=== Supplied entries ===

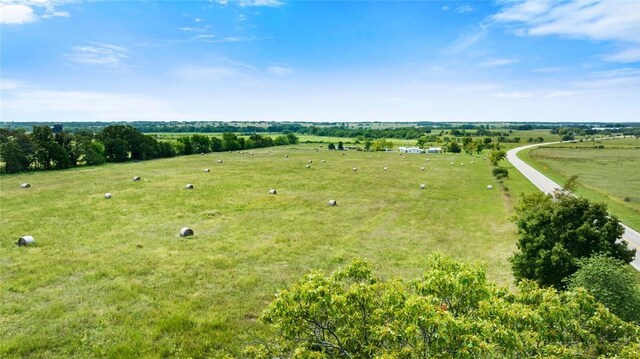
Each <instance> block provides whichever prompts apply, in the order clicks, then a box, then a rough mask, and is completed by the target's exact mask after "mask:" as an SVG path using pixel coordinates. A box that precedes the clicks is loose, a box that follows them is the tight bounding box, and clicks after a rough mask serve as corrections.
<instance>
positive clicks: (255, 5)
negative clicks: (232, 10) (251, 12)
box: [238, 0, 284, 7]
mask: <svg viewBox="0 0 640 359" xmlns="http://www.w3.org/2000/svg"><path fill="white" fill-rule="evenodd" d="M238 5H240V6H242V7H250V6H268V7H278V6H282V5H284V2H282V1H279V0H239V1H238Z"/></svg>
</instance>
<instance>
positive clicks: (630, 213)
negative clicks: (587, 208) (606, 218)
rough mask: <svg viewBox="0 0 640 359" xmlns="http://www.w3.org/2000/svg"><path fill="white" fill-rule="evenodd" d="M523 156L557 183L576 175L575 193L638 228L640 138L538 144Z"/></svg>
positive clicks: (639, 203)
mask: <svg viewBox="0 0 640 359" xmlns="http://www.w3.org/2000/svg"><path fill="white" fill-rule="evenodd" d="M597 146H604V148H597ZM523 158H524V159H526V160H527V161H528V162H530V163H531V164H532V165H534V166H535V167H536V168H537V169H538V170H540V171H542V173H544V174H546V175H549V177H550V178H552V179H553V180H554V181H556V182H557V183H559V184H563V183H564V182H565V181H566V180H567V179H568V178H569V177H570V176H572V175H578V182H579V184H580V185H579V187H578V190H577V193H578V194H579V195H581V196H584V197H586V198H589V199H592V200H594V201H598V202H605V203H606V204H607V205H608V207H609V210H610V212H611V213H614V214H616V215H617V216H618V217H619V218H620V220H621V221H622V222H624V223H625V224H627V225H629V226H630V227H632V228H634V229H636V230H640V175H639V174H638V173H640V139H635V138H624V139H610V140H601V141H584V142H579V143H563V144H557V145H551V146H542V147H540V148H537V149H533V150H530V151H528V152H527V153H525V154H524V157H523Z"/></svg>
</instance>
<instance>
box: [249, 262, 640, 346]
mask: <svg viewBox="0 0 640 359" xmlns="http://www.w3.org/2000/svg"><path fill="white" fill-rule="evenodd" d="M261 319H262V320H263V321H264V322H265V323H267V324H270V325H271V326H272V327H273V328H274V329H276V330H277V333H278V338H276V339H274V340H270V341H269V344H263V345H257V346H250V347H248V348H246V350H245V352H244V354H245V356H247V357H253V358H273V357H296V358H331V357H347V358H374V357H384V358H427V357H444V358H478V357H553V356H555V357H574V356H580V357H595V356H611V355H617V354H619V353H621V352H625V351H627V352H629V353H631V352H632V350H634V349H635V348H636V347H637V346H638V343H639V342H640V339H639V338H640V337H639V334H640V328H638V327H637V326H635V325H632V324H628V323H625V322H623V321H622V320H620V319H619V318H617V317H616V316H615V315H613V314H611V313H610V312H609V311H608V310H607V309H606V308H605V307H604V306H602V305H601V304H600V303H598V302H597V301H596V300H595V299H594V298H593V297H592V296H590V295H589V294H588V293H587V292H585V291H583V290H577V291H571V292H564V293H558V292H556V291H555V290H553V289H541V288H539V287H537V286H536V285H535V284H533V283H531V282H523V283H521V285H520V287H519V291H518V292H517V293H516V294H511V293H509V292H508V291H507V290H506V289H504V288H497V287H495V286H494V285H493V284H491V283H489V282H488V281H487V280H486V277H485V274H484V269H483V268H482V267H478V266H472V265H467V264H462V263H457V262H454V261H452V260H450V259H448V258H444V257H440V256H433V257H432V259H431V262H430V264H429V265H428V267H427V268H426V271H425V273H424V275H423V276H422V277H421V278H419V279H417V280H414V281H411V282H405V281H403V280H400V279H392V280H389V281H383V280H381V279H380V278H377V277H375V276H374V275H373V274H372V271H371V267H370V266H369V265H368V264H367V263H365V262H363V261H361V260H356V261H354V262H352V263H351V264H350V265H349V266H347V267H346V268H343V269H340V270H337V271H336V272H334V273H333V274H332V275H330V276H325V275H323V274H321V273H319V272H312V273H310V274H307V275H305V276H304V277H303V278H302V279H301V280H300V281H299V282H297V283H295V284H294V285H292V286H291V287H290V288H288V289H285V290H282V291H280V292H279V293H278V294H277V295H276V299H275V300H274V301H273V302H272V303H271V304H270V305H269V308H268V309H267V310H266V312H265V313H264V315H263V316H262V318H261Z"/></svg>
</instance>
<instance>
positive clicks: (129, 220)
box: [0, 145, 533, 358]
mask: <svg viewBox="0 0 640 359" xmlns="http://www.w3.org/2000/svg"><path fill="white" fill-rule="evenodd" d="M314 148H315V147H314V146H310V145H309V146H304V145H302V146H298V148H296V149H292V148H275V149H262V150H255V151H253V153H254V155H253V156H252V155H250V153H249V152H246V153H245V154H240V153H215V154H208V155H193V156H184V157H178V158H173V159H165V160H155V161H147V162H138V163H127V164H109V165H105V166H101V167H95V168H82V169H76V170H69V171H52V172H40V173H31V174H20V175H10V176H2V177H0V189H1V191H0V208H1V212H0V219H1V220H0V283H1V285H0V298H1V300H0V357H38V358H48V357H82V358H85V357H113V358H127V357H129V358H139V357H161V356H162V357H206V356H214V357H215V356H218V355H220V354H221V353H231V354H234V355H238V354H239V353H240V350H241V348H242V347H243V346H245V345H246V344H247V343H251V342H252V341H253V340H255V339H256V338H258V337H259V336H260V335H263V334H264V333H265V331H266V327H265V326H263V325H262V324H260V323H259V321H258V320H257V318H258V316H259V315H260V313H261V312H262V310H263V309H264V308H265V307H266V305H267V304H268V303H269V302H270V301H271V300H272V299H273V295H274V293H275V292H276V291H277V290H279V289H281V288H284V287H285V286H286V285H287V284H289V283H292V282H293V281H295V280H297V279H298V278H300V277H301V276H302V275H303V274H304V273H306V272H308V271H309V270H311V269H319V270H323V271H326V272H328V271H331V270H334V269H336V268H338V267H340V266H343V265H344V264H346V263H348V262H349V261H351V260H352V259H353V258H356V257H358V258H365V259H367V260H368V261H369V262H370V263H371V264H372V265H373V266H374V268H375V270H376V272H378V273H382V275H383V276H385V277H387V278H388V277H392V276H400V277H403V278H415V277H417V276H418V275H419V274H421V273H422V271H423V268H424V264H425V260H426V257H427V255H428V254H429V253H431V252H434V251H439V252H442V253H445V254H447V255H449V256H452V257H453V258H456V259H460V260H464V261H470V262H475V261H482V262H485V263H486V268H487V271H488V275H489V277H490V279H491V280H494V281H496V282H498V283H501V284H510V283H511V281H512V277H511V274H510V267H509V263H508V261H507V258H508V256H510V255H511V253H512V252H513V251H514V250H515V242H516V237H515V226H514V225H513V224H512V223H511V222H510V220H509V215H510V211H511V208H512V201H513V199H514V198H515V195H511V196H510V195H509V193H516V192H515V191H516V190H517V191H519V190H525V191H531V190H533V188H532V186H531V185H529V184H528V183H527V182H526V181H524V179H522V178H521V176H519V174H517V173H515V172H513V171H512V173H511V176H512V177H513V179H510V180H507V182H506V183H507V185H508V186H511V187H510V188H511V190H510V192H504V191H502V190H501V189H500V184H499V183H496V182H495V180H494V179H493V178H492V177H491V168H490V165H489V164H488V163H487V162H486V161H484V160H482V158H481V157H478V156H469V155H463V154H460V155H453V154H440V155H406V156H405V159H403V158H402V156H401V155H399V154H398V153H365V152H355V151H347V152H339V151H327V150H320V151H319V152H315V151H314ZM285 154H286V155H288V156H289V157H288V158H285ZM343 154H344V155H343ZM427 158H428V159H429V161H428V162H427V161H426V159H427ZM218 159H221V160H222V161H223V163H217V160H218ZM323 159H324V160H326V163H322V162H321V160H323ZM308 160H312V161H313V163H311V168H305V165H306V164H307V163H308ZM472 160H473V161H474V162H475V163H474V164H471V163H470V161H472ZM450 162H454V165H451V164H450ZM460 163H464V165H460ZM384 166H387V167H388V171H384V170H383V167H384ZM421 166H424V167H425V170H424V171H422V170H420V167H421ZM353 167H357V171H356V172H354V171H352V168H353ZM205 168H209V169H210V170H211V172H210V173H205V172H204V169H205ZM136 175H137V176H141V177H142V181H140V182H133V181H132V177H133V176H136ZM510 181H512V182H510ZM22 182H29V183H31V185H32V188H31V189H28V190H24V189H20V188H19V187H20V183H22ZM187 183H192V184H194V186H195V189H193V190H185V189H184V186H185V184H187ZM421 183H424V184H426V185H427V188H426V189H425V190H421V189H420V187H419V186H420V184H421ZM488 184H492V185H493V186H494V190H487V189H486V186H487V185H488ZM270 188H275V189H277V191H278V194H277V195H269V194H268V190H269V189H270ZM105 192H111V193H112V194H113V198H111V199H110V200H106V199H105V198H104V193H105ZM331 199H335V200H336V201H337V202H338V206H336V207H329V206H328V205H327V203H328V201H329V200H331ZM184 226H189V227H191V228H193V230H194V231H195V236H193V237H190V238H181V237H179V236H178V232H179V230H180V228H181V227H184ZM22 235H32V236H34V238H35V239H36V241H37V245H36V246H33V247H26V248H25V247H17V246H15V245H14V243H15V242H16V241H17V239H18V238H19V237H20V236H22Z"/></svg>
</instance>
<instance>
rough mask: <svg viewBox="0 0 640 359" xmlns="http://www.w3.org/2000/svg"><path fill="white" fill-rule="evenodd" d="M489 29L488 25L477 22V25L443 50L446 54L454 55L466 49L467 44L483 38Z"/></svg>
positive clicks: (473, 42)
mask: <svg viewBox="0 0 640 359" xmlns="http://www.w3.org/2000/svg"><path fill="white" fill-rule="evenodd" d="M488 31H489V26H488V25H486V24H484V23H478V25H477V27H476V28H474V29H472V30H471V31H467V32H465V33H463V34H462V35H460V37H458V39H456V40H455V41H454V42H452V43H451V44H450V45H449V46H447V47H446V48H445V49H444V50H443V52H444V53H445V54H448V55H456V54H459V53H461V52H462V51H464V50H466V49H467V48H468V47H469V46H471V45H473V44H474V43H476V42H477V41H478V40H480V39H482V38H484V37H485V36H486V35H487V32H488Z"/></svg>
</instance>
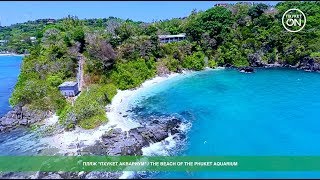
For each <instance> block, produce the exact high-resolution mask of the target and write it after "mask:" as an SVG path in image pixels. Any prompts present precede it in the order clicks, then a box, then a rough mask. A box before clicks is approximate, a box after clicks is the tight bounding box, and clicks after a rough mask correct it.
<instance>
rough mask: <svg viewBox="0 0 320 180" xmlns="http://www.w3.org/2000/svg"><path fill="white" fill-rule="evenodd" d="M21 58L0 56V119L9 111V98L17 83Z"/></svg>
mask: <svg viewBox="0 0 320 180" xmlns="http://www.w3.org/2000/svg"><path fill="white" fill-rule="evenodd" d="M21 62H22V57H21V56H0V117H1V116H3V115H4V114H5V113H6V112H8V110H10V105H9V98H10V95H11V93H12V91H13V88H14V86H15V84H16V82H17V78H18V76H19V72H20V65H21Z"/></svg>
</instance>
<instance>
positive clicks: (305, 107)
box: [134, 69, 320, 178]
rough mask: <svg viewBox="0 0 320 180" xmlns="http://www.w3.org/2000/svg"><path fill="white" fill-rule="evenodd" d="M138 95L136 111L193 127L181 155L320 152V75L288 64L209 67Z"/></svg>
mask: <svg viewBox="0 0 320 180" xmlns="http://www.w3.org/2000/svg"><path fill="white" fill-rule="evenodd" d="M187 76H189V77H180V78H175V79H171V80H168V81H166V82H163V83H160V84H157V85H155V86H154V87H152V88H149V89H147V90H145V91H144V92H142V93H140V94H139V95H138V96H137V97H136V98H135V100H134V101H135V103H136V104H137V106H139V107H140V111H139V112H136V114H137V116H140V117H141V116H150V115H152V114H159V113H160V114H161V113H164V114H176V115H180V116H183V117H184V118H185V119H186V120H187V121H189V122H191V124H192V126H191V128H190V130H189V131H188V133H187V141H186V145H185V148H184V149H182V150H180V152H179V153H178V154H177V155H195V156H230V155H246V156H250V155H252V156H253V155H271V156H272V155H275V156H276V155H294V156H298V155H320V144H319V143H318V142H317V139H319V138H320V96H319V88H320V74H319V73H310V72H304V71H297V70H289V69H258V70H257V72H256V73H253V74H243V73H239V72H237V71H236V70H209V71H203V72H197V73H193V74H191V75H187ZM137 102H139V103H137ZM157 177H166V178H177V177H189V178H195V177H199V178H209V177H222V178H223V177H262V178H263V177H320V173H304V172H299V173H298V172H295V173H245V172H243V173H222V172H219V173H191V174H190V173H189V174H188V173H161V174H159V175H157Z"/></svg>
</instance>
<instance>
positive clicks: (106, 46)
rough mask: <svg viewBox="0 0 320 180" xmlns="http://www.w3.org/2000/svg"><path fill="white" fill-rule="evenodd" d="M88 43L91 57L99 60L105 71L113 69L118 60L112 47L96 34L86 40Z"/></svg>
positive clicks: (86, 47) (89, 35)
mask: <svg viewBox="0 0 320 180" xmlns="http://www.w3.org/2000/svg"><path fill="white" fill-rule="evenodd" d="M86 42H87V46H86V50H87V51H88V53H89V55H90V56H91V57H94V58H95V59H97V60H99V61H100V62H101V63H102V65H103V69H105V70H109V69H111V68H112V66H113V65H114V63H115V58H116V54H115V51H114V50H113V48H112V46H111V45H110V44H109V43H107V42H106V41H105V40H104V39H102V38H101V37H99V36H97V35H95V34H89V35H88V36H87V38H86Z"/></svg>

===

#### [Problem details]
Please work out how many lines in the data include "negative"; write that number only.

#### [Exercise solution]
2